• _Request_: Show every line of the material below that contains the string "trimmed", reproducing each such line in full. The match is case-sensitive.

• _Data in this exercise_:
:::
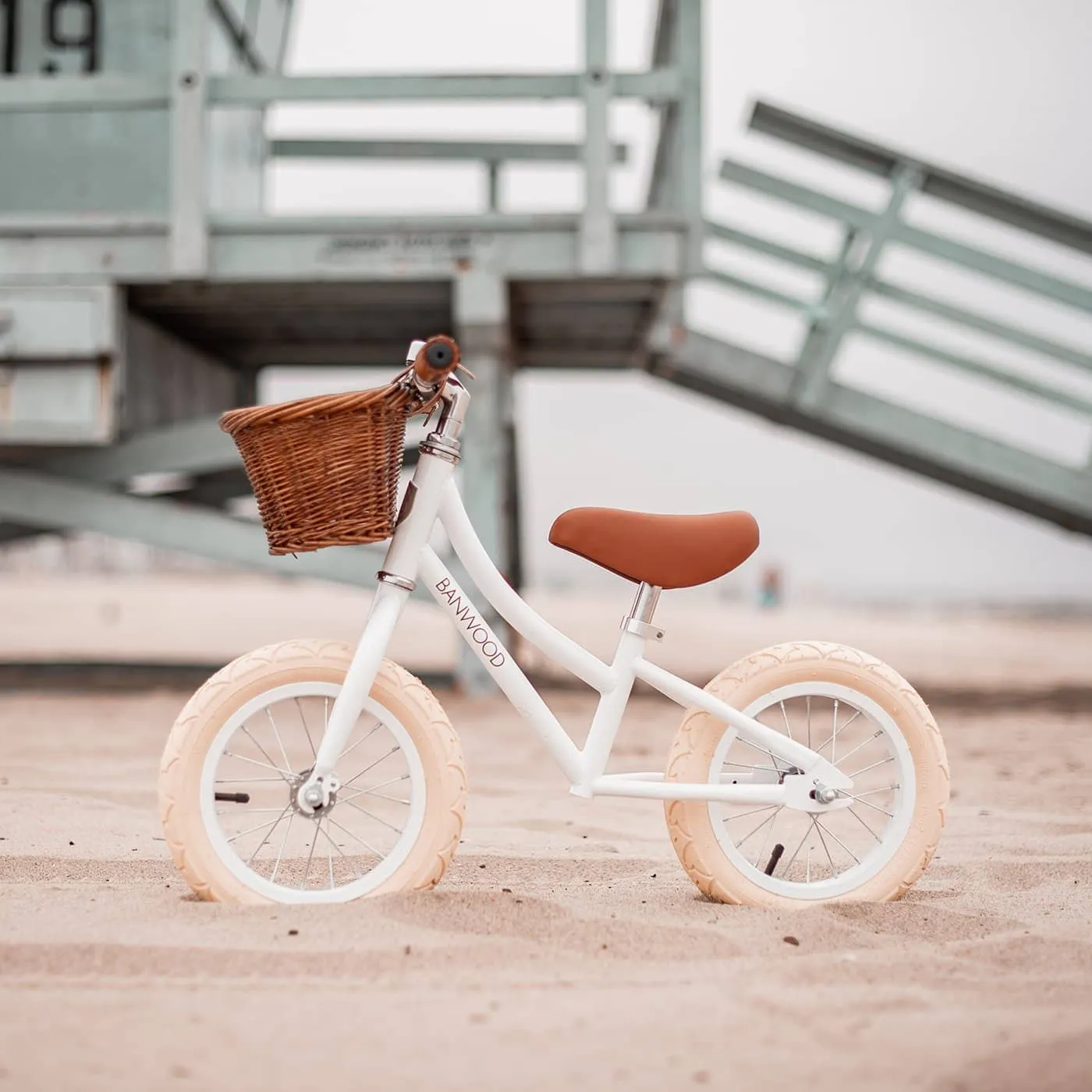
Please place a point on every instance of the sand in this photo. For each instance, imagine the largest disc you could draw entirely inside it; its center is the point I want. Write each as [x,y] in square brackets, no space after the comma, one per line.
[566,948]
:::
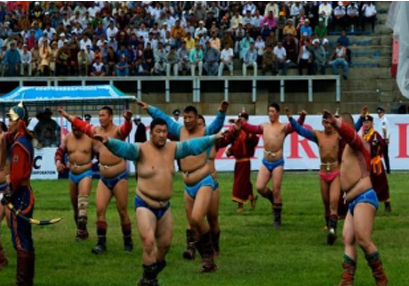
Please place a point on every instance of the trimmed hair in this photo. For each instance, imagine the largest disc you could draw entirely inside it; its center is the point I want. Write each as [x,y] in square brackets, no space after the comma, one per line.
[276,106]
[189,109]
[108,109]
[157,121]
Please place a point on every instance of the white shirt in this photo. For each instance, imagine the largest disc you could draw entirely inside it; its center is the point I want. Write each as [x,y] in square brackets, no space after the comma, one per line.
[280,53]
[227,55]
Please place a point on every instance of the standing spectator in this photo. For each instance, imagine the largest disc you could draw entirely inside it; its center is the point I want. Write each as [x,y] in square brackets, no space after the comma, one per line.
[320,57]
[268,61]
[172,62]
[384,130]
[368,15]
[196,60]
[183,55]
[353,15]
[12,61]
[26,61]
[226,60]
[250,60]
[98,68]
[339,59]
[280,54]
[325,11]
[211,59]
:::
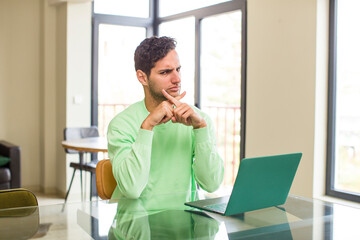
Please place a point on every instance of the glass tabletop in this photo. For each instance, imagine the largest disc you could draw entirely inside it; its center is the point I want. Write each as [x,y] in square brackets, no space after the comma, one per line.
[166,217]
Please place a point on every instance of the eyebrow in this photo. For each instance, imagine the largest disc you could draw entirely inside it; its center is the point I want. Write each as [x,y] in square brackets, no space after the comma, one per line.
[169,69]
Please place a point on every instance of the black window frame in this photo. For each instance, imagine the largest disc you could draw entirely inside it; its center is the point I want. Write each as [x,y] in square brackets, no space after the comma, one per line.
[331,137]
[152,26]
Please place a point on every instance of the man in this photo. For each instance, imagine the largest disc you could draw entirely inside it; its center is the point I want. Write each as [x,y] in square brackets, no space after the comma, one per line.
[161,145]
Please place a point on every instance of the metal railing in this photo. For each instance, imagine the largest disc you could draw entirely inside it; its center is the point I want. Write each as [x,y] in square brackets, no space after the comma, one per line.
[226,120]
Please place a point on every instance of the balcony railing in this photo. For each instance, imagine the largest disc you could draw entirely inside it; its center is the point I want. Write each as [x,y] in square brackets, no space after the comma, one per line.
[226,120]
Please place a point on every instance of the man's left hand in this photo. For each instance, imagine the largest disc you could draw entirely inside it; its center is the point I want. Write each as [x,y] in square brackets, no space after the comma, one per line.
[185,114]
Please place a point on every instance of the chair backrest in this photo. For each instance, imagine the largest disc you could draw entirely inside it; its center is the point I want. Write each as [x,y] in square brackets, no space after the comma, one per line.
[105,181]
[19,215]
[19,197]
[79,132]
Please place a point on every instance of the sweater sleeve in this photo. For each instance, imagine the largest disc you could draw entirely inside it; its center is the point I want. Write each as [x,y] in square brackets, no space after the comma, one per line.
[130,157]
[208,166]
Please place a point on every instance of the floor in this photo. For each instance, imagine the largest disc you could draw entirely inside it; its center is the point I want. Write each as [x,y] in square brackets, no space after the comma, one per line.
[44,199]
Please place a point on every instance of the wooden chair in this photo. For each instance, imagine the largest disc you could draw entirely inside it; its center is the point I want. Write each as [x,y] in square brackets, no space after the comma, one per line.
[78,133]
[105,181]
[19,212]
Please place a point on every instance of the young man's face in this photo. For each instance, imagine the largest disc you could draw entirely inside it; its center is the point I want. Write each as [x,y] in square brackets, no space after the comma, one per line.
:::
• _Result_:
Please place a point on every instance of the trimmed hair in this photo. For each instance, imagine the largest disc you could draw entirely inside it; its center is the point I want. Write each as [x,y] in square brackets, no space after the comma, one per line.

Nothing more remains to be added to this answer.